HOW TO COMPLETE THIS TASK - Everything from the line that contains "[[599, 249], [133, 22], [215, 284], [534, 397]]" to the end of the listing below, both ends included, is to be transcribed word for word, and nothing else.

DATASET EXTRACT -
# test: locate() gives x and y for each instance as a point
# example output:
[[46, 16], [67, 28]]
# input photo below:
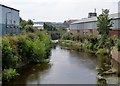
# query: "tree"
[[104, 23], [30, 22]]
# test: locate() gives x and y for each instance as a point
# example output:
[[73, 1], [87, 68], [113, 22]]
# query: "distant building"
[[9, 20], [67, 23], [92, 14], [38, 26], [89, 25]]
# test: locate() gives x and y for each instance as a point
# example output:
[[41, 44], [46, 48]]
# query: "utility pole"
[[6, 22]]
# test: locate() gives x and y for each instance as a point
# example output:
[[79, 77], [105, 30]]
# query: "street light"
[[6, 20]]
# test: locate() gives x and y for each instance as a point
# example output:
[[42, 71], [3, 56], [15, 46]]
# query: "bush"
[[101, 51], [8, 74], [29, 47]]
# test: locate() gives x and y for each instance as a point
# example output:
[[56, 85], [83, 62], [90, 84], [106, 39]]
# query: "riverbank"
[[20, 50], [92, 44]]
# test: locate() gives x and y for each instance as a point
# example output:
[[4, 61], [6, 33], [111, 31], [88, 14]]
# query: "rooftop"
[[114, 16], [5, 5]]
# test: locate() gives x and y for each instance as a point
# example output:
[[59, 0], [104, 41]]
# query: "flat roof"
[[93, 19], [9, 7]]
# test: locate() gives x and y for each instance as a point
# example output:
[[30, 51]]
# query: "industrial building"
[[89, 25], [9, 20]]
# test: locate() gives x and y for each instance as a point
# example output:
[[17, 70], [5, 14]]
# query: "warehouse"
[[89, 25], [9, 20]]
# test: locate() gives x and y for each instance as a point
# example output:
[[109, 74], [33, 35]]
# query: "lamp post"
[[6, 20]]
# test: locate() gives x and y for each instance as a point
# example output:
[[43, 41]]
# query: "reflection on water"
[[65, 67]]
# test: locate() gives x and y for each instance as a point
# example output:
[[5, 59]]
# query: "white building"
[[9, 20], [89, 25], [38, 26]]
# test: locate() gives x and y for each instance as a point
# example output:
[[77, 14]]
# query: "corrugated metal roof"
[[7, 6], [114, 16]]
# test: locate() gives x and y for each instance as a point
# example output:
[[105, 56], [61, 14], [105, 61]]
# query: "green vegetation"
[[9, 74], [26, 25], [20, 50]]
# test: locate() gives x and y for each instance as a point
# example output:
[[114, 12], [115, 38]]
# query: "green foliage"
[[8, 74], [104, 23], [73, 37], [29, 28], [101, 51], [26, 25], [30, 22], [8, 57], [92, 39], [30, 47]]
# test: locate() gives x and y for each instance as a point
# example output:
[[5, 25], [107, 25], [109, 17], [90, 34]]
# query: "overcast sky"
[[60, 10]]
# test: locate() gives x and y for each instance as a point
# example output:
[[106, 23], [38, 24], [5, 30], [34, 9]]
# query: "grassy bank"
[[94, 44], [20, 50]]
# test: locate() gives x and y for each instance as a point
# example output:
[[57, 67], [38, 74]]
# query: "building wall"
[[91, 27], [10, 21]]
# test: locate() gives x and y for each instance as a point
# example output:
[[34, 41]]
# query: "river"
[[65, 67]]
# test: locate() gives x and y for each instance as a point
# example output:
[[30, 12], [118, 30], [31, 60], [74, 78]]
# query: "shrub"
[[8, 74], [101, 51]]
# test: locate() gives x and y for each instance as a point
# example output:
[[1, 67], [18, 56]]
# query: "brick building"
[[9, 20]]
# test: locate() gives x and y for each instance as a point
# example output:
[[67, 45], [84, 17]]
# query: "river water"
[[65, 67]]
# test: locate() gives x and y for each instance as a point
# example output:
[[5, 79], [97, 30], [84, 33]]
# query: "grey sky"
[[60, 10]]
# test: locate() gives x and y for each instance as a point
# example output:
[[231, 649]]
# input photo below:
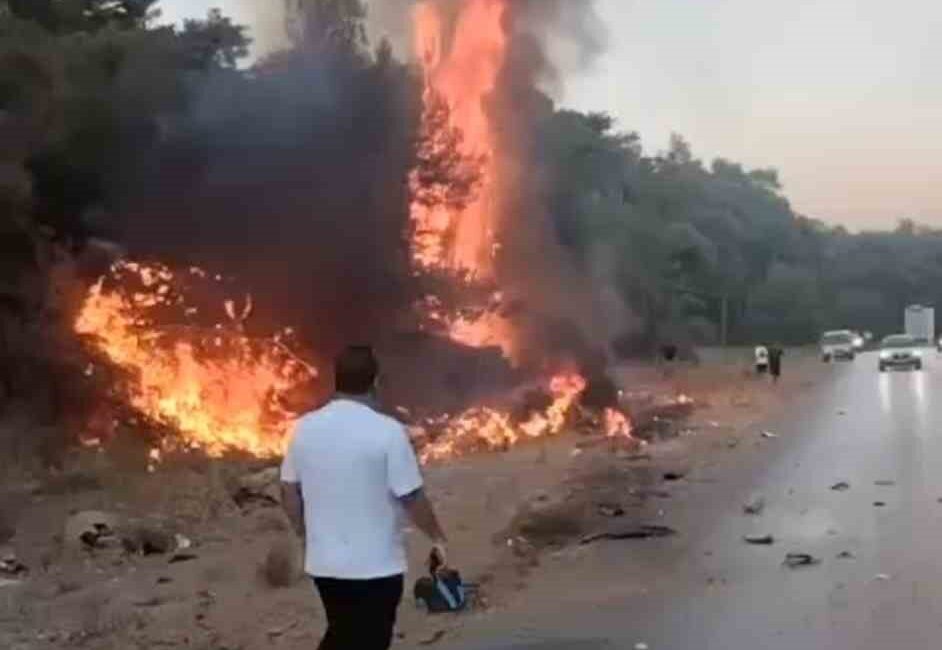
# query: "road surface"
[[708, 590]]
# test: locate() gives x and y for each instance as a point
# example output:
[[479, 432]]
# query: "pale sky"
[[844, 97]]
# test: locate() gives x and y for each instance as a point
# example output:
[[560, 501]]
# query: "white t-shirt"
[[762, 356], [353, 465]]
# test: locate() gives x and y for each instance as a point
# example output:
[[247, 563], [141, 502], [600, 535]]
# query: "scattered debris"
[[435, 638], [91, 529], [276, 632], [607, 510], [797, 560], [658, 494], [11, 566], [754, 506], [637, 532], [261, 489], [148, 540], [623, 455]]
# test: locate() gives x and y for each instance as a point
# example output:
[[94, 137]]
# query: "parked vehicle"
[[838, 345], [920, 323], [900, 351]]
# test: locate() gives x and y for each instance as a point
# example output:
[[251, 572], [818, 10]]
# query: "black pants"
[[361, 614]]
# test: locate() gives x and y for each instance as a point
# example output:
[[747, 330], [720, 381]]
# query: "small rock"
[[259, 489], [281, 631], [10, 566], [90, 529], [755, 506], [797, 560], [611, 511], [435, 638], [148, 540]]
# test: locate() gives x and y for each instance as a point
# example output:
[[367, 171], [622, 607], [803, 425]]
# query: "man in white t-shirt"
[[348, 476], [762, 359]]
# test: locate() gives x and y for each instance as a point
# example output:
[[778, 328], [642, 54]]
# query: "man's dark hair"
[[355, 370]]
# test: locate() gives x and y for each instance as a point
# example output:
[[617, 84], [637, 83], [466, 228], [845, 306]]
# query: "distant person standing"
[[348, 475], [775, 361], [762, 360]]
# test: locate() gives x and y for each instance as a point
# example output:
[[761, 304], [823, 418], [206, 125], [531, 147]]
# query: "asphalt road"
[[709, 590]]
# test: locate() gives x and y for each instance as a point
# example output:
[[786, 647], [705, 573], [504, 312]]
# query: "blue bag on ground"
[[441, 593]]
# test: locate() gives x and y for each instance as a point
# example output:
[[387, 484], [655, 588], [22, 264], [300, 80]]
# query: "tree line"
[[696, 250]]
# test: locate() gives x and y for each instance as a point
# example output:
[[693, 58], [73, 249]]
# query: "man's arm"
[[293, 503], [422, 514]]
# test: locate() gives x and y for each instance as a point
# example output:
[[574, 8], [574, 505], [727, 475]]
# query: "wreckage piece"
[[798, 560], [635, 532]]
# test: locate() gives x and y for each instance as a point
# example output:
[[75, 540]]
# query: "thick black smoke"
[[293, 181]]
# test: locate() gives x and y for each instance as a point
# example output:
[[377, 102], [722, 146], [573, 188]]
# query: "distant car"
[[837, 345], [900, 351]]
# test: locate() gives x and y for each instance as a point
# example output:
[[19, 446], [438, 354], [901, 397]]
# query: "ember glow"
[[486, 429], [219, 388]]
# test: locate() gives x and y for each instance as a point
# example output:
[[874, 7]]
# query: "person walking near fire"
[[348, 475]]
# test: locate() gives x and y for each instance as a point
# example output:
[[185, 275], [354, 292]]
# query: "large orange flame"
[[220, 389], [461, 69]]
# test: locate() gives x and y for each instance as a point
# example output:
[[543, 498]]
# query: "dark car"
[[900, 351]]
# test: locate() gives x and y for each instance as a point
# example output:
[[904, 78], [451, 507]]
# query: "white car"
[[900, 351], [836, 345]]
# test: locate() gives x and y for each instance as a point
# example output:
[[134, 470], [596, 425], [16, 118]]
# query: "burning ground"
[[469, 267]]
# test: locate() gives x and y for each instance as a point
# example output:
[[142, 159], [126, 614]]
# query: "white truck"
[[920, 323]]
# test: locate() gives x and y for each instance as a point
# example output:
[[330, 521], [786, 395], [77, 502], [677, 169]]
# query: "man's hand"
[[438, 558], [293, 503]]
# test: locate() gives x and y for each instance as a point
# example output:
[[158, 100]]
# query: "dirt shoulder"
[[226, 573]]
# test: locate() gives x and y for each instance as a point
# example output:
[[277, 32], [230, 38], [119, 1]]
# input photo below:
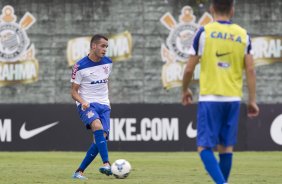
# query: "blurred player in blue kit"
[[90, 91], [224, 51]]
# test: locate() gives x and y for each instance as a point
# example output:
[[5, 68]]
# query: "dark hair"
[[96, 38], [222, 7]]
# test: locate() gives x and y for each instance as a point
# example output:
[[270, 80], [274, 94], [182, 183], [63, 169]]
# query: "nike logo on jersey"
[[222, 54], [27, 134], [190, 132]]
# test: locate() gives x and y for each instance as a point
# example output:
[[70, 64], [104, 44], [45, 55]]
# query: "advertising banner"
[[134, 127]]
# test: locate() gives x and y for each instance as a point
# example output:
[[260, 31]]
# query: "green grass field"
[[148, 168]]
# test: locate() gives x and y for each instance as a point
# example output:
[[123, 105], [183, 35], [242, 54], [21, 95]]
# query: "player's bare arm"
[[76, 96], [187, 77], [253, 109]]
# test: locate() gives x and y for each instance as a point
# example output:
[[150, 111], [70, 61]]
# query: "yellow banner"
[[267, 49]]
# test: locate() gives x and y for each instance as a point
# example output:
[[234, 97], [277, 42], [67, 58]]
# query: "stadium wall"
[[134, 127], [137, 78], [144, 85]]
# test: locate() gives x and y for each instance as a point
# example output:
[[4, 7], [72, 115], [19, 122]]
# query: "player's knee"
[[96, 125]]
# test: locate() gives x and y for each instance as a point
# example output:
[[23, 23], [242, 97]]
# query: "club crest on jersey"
[[90, 114], [74, 70], [175, 52], [17, 60]]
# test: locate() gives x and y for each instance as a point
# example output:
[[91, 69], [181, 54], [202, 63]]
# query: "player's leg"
[[89, 157], [87, 117], [228, 137], [104, 113], [208, 127]]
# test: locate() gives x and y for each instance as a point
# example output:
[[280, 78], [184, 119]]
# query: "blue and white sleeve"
[[76, 74], [197, 46]]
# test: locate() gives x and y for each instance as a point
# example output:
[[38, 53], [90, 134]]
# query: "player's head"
[[98, 45], [222, 7]]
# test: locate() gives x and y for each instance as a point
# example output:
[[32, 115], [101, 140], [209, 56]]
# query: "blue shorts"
[[95, 111], [217, 123]]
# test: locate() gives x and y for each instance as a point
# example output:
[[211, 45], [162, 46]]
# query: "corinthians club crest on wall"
[[175, 52], [17, 61]]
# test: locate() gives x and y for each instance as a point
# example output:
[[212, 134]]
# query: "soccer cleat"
[[106, 170], [78, 175]]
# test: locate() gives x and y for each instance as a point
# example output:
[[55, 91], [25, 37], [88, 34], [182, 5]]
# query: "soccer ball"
[[121, 168]]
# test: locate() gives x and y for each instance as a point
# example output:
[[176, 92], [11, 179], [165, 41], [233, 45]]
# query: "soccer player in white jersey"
[[90, 91]]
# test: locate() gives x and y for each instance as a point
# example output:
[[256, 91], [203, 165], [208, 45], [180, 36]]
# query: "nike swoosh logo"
[[190, 132], [222, 54], [276, 130], [26, 134]]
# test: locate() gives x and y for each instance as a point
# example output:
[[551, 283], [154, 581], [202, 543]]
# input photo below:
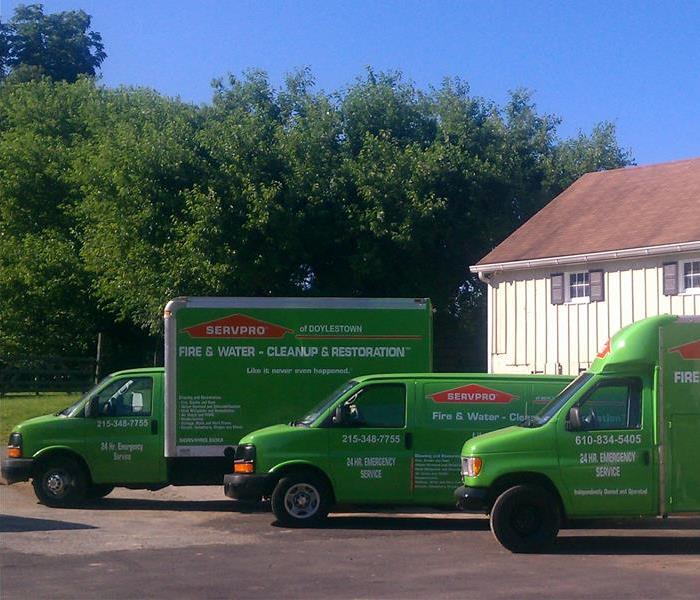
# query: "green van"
[[620, 441], [380, 440]]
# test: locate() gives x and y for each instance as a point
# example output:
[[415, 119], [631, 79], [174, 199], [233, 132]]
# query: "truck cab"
[[617, 442], [112, 436]]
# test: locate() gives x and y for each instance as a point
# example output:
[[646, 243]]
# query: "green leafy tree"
[[126, 198], [60, 46]]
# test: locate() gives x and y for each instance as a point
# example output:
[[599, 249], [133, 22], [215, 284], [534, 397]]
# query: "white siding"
[[531, 335]]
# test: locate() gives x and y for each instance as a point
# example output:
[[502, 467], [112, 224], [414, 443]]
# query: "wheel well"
[[62, 453], [525, 478], [287, 469]]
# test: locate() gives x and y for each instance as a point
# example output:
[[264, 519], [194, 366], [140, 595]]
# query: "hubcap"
[[57, 483], [526, 520], [302, 500]]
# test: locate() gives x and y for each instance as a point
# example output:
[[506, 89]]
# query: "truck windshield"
[[551, 409], [320, 408], [70, 411]]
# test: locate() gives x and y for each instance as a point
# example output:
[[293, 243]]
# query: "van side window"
[[381, 405], [614, 404], [127, 397]]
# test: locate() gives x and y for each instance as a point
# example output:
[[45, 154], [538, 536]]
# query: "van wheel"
[[301, 499], [525, 518], [98, 490], [60, 482]]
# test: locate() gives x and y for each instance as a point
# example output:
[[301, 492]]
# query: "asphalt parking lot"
[[193, 542]]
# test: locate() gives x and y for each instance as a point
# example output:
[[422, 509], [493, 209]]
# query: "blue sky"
[[636, 64]]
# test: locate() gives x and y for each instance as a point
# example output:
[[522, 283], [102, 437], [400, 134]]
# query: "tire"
[[98, 490], [60, 482], [301, 499], [525, 518]]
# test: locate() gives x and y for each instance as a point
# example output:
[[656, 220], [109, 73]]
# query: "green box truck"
[[380, 440], [232, 365], [620, 441]]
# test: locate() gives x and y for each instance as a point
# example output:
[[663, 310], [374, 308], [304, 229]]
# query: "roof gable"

EXERCISE SOLUTION -
[[599, 249], [133, 22], [215, 284], [534, 397]]
# query: "white siding"
[[531, 335]]
# test: locate() gives x and y for each instance as a point
# example output:
[[502, 467], [112, 224], [414, 443]]
# query: "wheel well"
[[62, 453], [525, 478], [287, 469]]
# test: locate() gives x and y for each instance as a point
# example output:
[[264, 519], [194, 366], [140, 595]]
# query: "hubcap"
[[57, 483], [526, 520], [302, 500]]
# test: locate() gives x and y for each instance as a point
# example output:
[[506, 89]]
# query: "truck windshield"
[[551, 409], [320, 408], [70, 411]]
# test: locate() gives x and y for each instance as a point
# example output:
[[293, 243]]
# query: "van side window"
[[381, 405], [614, 404], [127, 397]]
# test: locate() gives x and y for each instance as a point
# example output:
[[45, 154], [538, 536]]
# query: "van wheel"
[[301, 499], [525, 518], [98, 490], [60, 482]]
# test: locate() gives x and y for each instance as a point
# example output:
[[301, 492]]
# query: "asphalt parking lot"
[[193, 542]]
# test: locate() gives x and y for each instance as a point
# example output:
[[422, 509], [493, 209]]
# query: "blue sky"
[[636, 64]]
# test: locate() gives x and y for each instance as a point
# example output:
[[522, 283], [102, 437], [400, 134]]
# query: "tire"
[[98, 490], [60, 482], [301, 499], [525, 518]]
# test: locate() gives x and y for each instance as a point
# example output:
[[656, 220], [109, 73]]
# query: "green box truck"
[[380, 440], [232, 365], [620, 441]]
# test: locate() gives x and y for each instance as a point
# example output:
[[663, 310], [374, 308], [304, 229]]
# query: "roof gable"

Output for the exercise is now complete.